» **ACTIVITY**
Transcribe the records below exactly.

DATASET EXCERPTS: Begin

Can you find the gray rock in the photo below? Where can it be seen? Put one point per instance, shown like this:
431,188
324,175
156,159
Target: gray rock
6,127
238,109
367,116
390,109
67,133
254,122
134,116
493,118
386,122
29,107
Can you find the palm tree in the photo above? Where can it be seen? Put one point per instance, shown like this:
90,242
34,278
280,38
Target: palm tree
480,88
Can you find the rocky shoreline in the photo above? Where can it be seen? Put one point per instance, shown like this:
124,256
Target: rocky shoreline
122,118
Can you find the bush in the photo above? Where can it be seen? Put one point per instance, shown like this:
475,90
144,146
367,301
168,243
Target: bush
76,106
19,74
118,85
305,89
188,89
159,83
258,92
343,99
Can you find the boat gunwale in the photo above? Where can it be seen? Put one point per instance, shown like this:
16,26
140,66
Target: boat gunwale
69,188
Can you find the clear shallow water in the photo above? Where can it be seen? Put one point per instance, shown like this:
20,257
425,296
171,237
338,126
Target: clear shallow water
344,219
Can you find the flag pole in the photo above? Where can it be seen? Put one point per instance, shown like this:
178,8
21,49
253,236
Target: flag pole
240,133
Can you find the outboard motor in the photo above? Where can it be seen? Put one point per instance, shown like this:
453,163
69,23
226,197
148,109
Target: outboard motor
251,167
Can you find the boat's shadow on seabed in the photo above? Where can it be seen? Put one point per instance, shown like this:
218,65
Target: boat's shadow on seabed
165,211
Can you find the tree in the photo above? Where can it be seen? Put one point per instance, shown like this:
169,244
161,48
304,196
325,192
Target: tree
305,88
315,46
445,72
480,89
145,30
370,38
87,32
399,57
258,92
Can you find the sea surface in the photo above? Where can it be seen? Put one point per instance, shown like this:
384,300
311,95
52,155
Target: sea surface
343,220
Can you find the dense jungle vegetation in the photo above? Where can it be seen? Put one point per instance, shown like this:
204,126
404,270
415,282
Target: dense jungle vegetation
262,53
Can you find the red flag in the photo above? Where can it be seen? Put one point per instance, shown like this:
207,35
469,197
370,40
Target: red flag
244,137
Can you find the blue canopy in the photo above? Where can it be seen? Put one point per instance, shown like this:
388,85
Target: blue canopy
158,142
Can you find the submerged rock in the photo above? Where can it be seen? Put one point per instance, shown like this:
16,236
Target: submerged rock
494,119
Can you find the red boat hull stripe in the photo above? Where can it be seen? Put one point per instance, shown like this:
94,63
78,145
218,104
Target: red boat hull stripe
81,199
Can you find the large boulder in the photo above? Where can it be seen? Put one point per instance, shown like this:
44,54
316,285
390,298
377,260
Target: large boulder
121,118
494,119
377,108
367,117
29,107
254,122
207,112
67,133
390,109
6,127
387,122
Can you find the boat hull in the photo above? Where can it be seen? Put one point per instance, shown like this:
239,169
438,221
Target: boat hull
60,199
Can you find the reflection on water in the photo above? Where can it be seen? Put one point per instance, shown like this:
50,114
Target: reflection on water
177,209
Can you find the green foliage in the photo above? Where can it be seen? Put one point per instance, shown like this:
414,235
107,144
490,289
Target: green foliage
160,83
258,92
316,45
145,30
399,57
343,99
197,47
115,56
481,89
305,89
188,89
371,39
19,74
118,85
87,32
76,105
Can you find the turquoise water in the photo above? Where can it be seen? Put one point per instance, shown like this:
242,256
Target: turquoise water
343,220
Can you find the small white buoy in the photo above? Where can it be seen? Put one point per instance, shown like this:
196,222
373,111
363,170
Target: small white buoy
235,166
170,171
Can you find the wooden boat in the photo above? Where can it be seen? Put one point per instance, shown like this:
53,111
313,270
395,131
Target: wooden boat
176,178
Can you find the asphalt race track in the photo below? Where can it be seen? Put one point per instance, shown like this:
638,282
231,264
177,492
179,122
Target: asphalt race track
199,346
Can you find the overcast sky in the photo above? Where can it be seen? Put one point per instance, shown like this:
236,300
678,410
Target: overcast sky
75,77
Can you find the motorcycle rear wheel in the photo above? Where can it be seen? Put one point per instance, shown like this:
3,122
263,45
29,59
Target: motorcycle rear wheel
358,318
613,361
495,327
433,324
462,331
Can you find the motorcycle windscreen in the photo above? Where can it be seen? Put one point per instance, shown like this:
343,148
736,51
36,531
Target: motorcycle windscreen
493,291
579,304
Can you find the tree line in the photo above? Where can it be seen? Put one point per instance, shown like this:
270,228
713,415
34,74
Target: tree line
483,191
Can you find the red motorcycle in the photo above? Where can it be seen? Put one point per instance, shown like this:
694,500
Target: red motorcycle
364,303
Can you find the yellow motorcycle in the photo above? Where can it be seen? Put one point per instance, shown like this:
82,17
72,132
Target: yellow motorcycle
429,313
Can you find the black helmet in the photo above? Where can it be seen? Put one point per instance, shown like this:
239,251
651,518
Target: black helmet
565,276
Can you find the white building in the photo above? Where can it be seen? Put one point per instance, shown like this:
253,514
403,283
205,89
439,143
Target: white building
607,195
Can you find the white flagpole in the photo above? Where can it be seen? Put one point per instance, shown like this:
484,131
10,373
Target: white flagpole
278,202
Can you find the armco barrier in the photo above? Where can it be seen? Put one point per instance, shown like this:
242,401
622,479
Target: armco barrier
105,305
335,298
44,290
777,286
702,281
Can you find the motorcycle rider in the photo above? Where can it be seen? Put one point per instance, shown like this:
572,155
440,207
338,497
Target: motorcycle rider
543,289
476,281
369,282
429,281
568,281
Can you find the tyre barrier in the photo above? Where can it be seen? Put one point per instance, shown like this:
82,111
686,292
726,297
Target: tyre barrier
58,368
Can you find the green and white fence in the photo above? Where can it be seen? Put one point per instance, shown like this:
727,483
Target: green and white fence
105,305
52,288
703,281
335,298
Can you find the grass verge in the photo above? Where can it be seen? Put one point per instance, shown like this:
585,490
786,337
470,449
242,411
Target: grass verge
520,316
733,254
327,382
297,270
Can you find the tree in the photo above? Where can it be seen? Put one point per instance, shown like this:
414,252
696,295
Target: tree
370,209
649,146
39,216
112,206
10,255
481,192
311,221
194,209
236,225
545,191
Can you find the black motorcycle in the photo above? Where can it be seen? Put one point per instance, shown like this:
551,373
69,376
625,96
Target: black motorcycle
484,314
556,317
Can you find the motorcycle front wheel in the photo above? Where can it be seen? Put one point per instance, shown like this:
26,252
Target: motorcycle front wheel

DATASET EXCERPTS: End

» **COMPLETED EXERCISE**
Can you find the gray rock in the photo below? Where can it be seen? Put one point per instance, shown like this:
431,188
324,175
156,159
Target: gray rock
6,127
238,109
367,116
390,109
67,133
254,122
134,116
493,118
386,122
29,107
Can you find the palm tree in the photo above? Where can it be seen? Put one point per instance, shown like this:
90,242
34,278
280,38
Target: palm tree
480,88
Can you find the rocky shoreline in the photo above? Where can it be seen? Put one point per instance, shown like this:
124,256
Target: rocky shoreline
122,118
Can you find the bush in the photo above? Where can it be seen? Put one point per instance, shown like this:
475,90
144,146
367,301
168,243
Target: bush
76,106
19,74
118,85
305,89
188,89
159,83
258,92
343,99
Can you find the boat gunwale in the photo above? Where can it be seen? Put one point per instance, shown like this:
16,26
140,66
Target: boat gunwale
69,188
Can you find the clear shallow water in the photo above? Where can it be seen? Put one point per instance, shown like this:
20,257
425,296
171,237
338,126
Target: clear shallow water
344,219
Can you find the flag pole in the photo above? Where can it be seen? Put one point per instance, shown like this:
178,8
21,49
253,236
Target: flag pole
240,133
Can you find the outboard motor in the photo above? Where can it be seen? Put one point per instance, shown like this:
453,163
69,23
226,197
148,109
Target: outboard motor
251,167
Can you find the boat's shadow on seabed in the photo above? Where can it be seen? Put one point per instance, shown like this:
218,65
Target: boat's shadow on seabed
165,211
Can you find the tree in the photo above? Where can it be seen? Put one point per instance, shown like this:
169,244
161,48
304,196
325,192
Target: tree
305,88
315,46
445,72
480,89
145,30
370,38
87,32
399,57
258,92
Can you find the sea surface in the photo above? Where can it be seen? Put one point per instance, shown like this:
384,300
311,95
52,155
Target: sea surface
343,220
Can you find the dense jungle vegetation in the photo above? Where can it be seen? Put one point per instance, shown like this:
204,126
404,270
415,282
Target: dense jungle vegetation
262,53
Can you find the red flag in the photo above? Where can it be seen? Put one point per instance, shown like this:
207,35
469,197
370,40
Target: red flag
244,137
Can you find the blue canopy in the photo above? Where can it be seen? Put one point per instance, shown like this:
388,85
Target: blue canopy
158,142
Can you find the submerged rock in the photo above? Where can it be seen? Put one point per instance, shown like this:
16,236
Target: submerged rock
494,119
Can you find the red boat hull stripe in the photo above? Where can it be seen? Put one point per instance, shown like this:
94,63
78,145
218,104
Target: red boat hull stripe
81,199
Can you find the large boulder in the photo above? Where can it be seen? Put one point per instance, shown like this:
44,54
316,285
390,298
377,260
Target: large boulder
121,118
494,119
377,108
367,117
29,107
254,122
207,112
67,133
390,109
6,127
387,122
Can you find the boat hull in the photo above? Where can it be seen? Put one point per instance, shown like this:
239,169
438,221
Target: boat hull
60,199
Can you find the reflection on water in the photo above? Where can it be seen? Put one point per instance, shown like this:
50,114
Target: reflection on water
177,209
Can you find the green foliage in the photo above? Where can it be seen? Put one point per instance, shown like this:
414,235
107,144
490,289
Target: green foliage
160,83
258,92
316,45
145,30
399,57
343,99
197,47
115,56
481,89
305,89
188,89
371,39
19,74
118,85
87,32
76,105
Can you find the turquoise water in the photo above? Where can it be seen? Put one point per instance, shown like this:
242,256
Target: turquoise water
343,220
Can you find the small white buoy in the photo above? Where can it be seen? Put one point per instance, shown like this:
196,222
373,111
363,170
Target: small white buoy
235,166
170,171
Can you find the wooden boat in the photo above? Where can it be seen? Put one point per instance, shown like this:
53,111
313,270
395,131
Target: wooden boat
176,178
Can you find the asphalt race track in the photo below? Where can it be seen? Put one point per instance, shown like this:
638,282
231,264
177,492
179,122
Target: asphalt race track
199,346
Can you find the overcast sky in the photo above? Where can it be seen? Put one point per instance, shown like this:
236,300
678,410
Target: overcast sky
75,77
Can you find the motorcycle rear wheel in the photo above? Where can it be seen? Put one point per instance, shown like this:
3,122
263,45
29,59
Target: motorcycle rear wheel
358,318
613,361
495,327
433,324
462,331
Can you find the motorcycle windscreen in the photo above? Where can it be seen? Put one point per instance, shown like this:
343,148
736,51
36,531
Target: motorcycle windscreen
493,291
579,304
Can you find the tree line in the photo above? Where can it be seen? Put one point per instance, shown like this:
270,228
713,415
34,74
Target: tree line
483,191
Can you find the red motorcycle in the photo above? Where can it be seen? Put one point per instance, shown like this:
694,500
Target: red motorcycle
364,303
Can you find the yellow motorcycle in the photo above? Where can it be seen? Put one point per instance, shown like this:
82,17
72,132
Target: yellow motorcycle
429,313
Can you find the black helmet in the photo above? Where can it be seen? Put one point per instance, shown like this:
239,251
651,518
Target: black helmet
565,276
Can you find the white building in the photo above? Where can it be seen? Put one point per instance, shown like this:
253,514
403,283
205,89
439,143
Target: white building
607,195
Can you find the white flagpole in the photo above? Where can it be seen? Put one point per instance, shown like this:
484,131
10,373
Target: white flagpole
278,202
Can you find the armco barrier in the photo above? Where can it be seen? Put one point per instance, shown like this:
242,401
622,479
Target: armco barrier
105,305
335,298
44,290
777,286
702,281
Can you find the motorcycle rider in the photo above? Where can it be seen? Put one point per instance, shown like this:
572,155
440,207
338,497
Target: motorcycle rider
543,289
476,281
369,282
429,281
568,281
Can you find the tyre barrier in the photo above? Where can it be seen? Put one point per instance, shown like this:
82,111
686,292
726,297
Target: tyre barrier
58,368
Can you find the green and white fence in the photo above? Where can it be seen? Put one point per instance, shown like this:
727,483
Target: green and white fence
105,305
52,288
703,281
335,298
Can you find the grass verge in the photo above? Where can it be seen? Put one point per instance, shown like this:
585,490
786,337
470,449
242,411
Target: grass verge
520,316
733,254
327,382
297,270
Can you find the tree in the photo above? Where can it be seen? Put one point per instance, shown like this:
414,252
696,295
Target: tree
370,209
649,146
39,216
112,206
10,255
481,192
311,221
194,209
236,225
545,191
Can you find the black motorcycle in the photo above? Where can it be seen? Put one point per instance, shown like this:
551,373
69,376
625,96
Target: black motorcycle
484,314
556,317
Can you find the motorcycle front wheel in the photo above? Where can it be seen? Put one point per instance, shown like this:
26,252
Target: motorcycle front wheel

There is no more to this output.